§ INSTRUCTIONS TO FOLLOW:
Copy the data from the line containing "Highlight the distant" through the end, inclusive, replacing every "bounding box" with "enclosing rectangle" and changing nothing else. Return only those lines.

________________________

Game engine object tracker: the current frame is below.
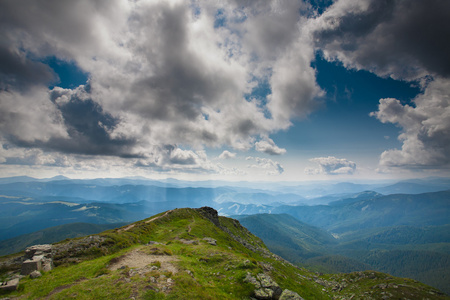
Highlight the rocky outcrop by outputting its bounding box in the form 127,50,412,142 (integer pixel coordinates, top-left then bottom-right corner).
279,289,304,300
20,245,53,275
244,273,303,300
0,278,19,291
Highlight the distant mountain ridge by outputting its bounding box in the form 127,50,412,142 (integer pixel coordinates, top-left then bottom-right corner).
0,207,448,300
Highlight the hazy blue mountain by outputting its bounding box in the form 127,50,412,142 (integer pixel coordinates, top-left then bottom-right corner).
236,214,450,293
0,223,127,255
272,191,450,234
234,214,337,262
0,196,149,240
373,180,450,195
211,202,273,216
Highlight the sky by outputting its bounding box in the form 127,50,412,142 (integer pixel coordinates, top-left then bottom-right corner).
0,0,450,181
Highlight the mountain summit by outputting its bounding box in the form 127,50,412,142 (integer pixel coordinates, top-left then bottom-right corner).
0,207,448,300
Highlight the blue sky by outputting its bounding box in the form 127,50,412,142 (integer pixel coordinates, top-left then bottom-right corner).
0,0,450,181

________________________

§ COMPLETED TASK:
Highlight the distant mountain ridge by outputting its enclosing rectangle in the form 127,50,412,142 (integer pixel coordinates, top-left then bottom-right corner).
0,207,448,300
Highlight the hazy blue mountain by outputting its enclosing rectangle in the form 127,50,412,142 (integer pixel coordinates, top-left then bottom-right corner).
236,214,450,293
0,223,127,255
272,191,450,234
234,214,337,262
0,196,149,240
373,180,450,195
211,202,273,216
Highlight the sky by outputting its enclosing rectangle in the form 127,50,412,142 (integer pixel coordinates, top-left then bottom-right corner).
0,0,450,181
Highlight the mountain summit by outputting its enclosing rectangle in the form 127,50,412,142 (integer pixel coordinates, top-left then bottom-right corner).
0,207,448,300
Highlight the blue sky by outputting its enclosing rectangle in the form 127,50,412,142 (integer pixel coordinates, top-left then bottom-right corner).
0,0,450,181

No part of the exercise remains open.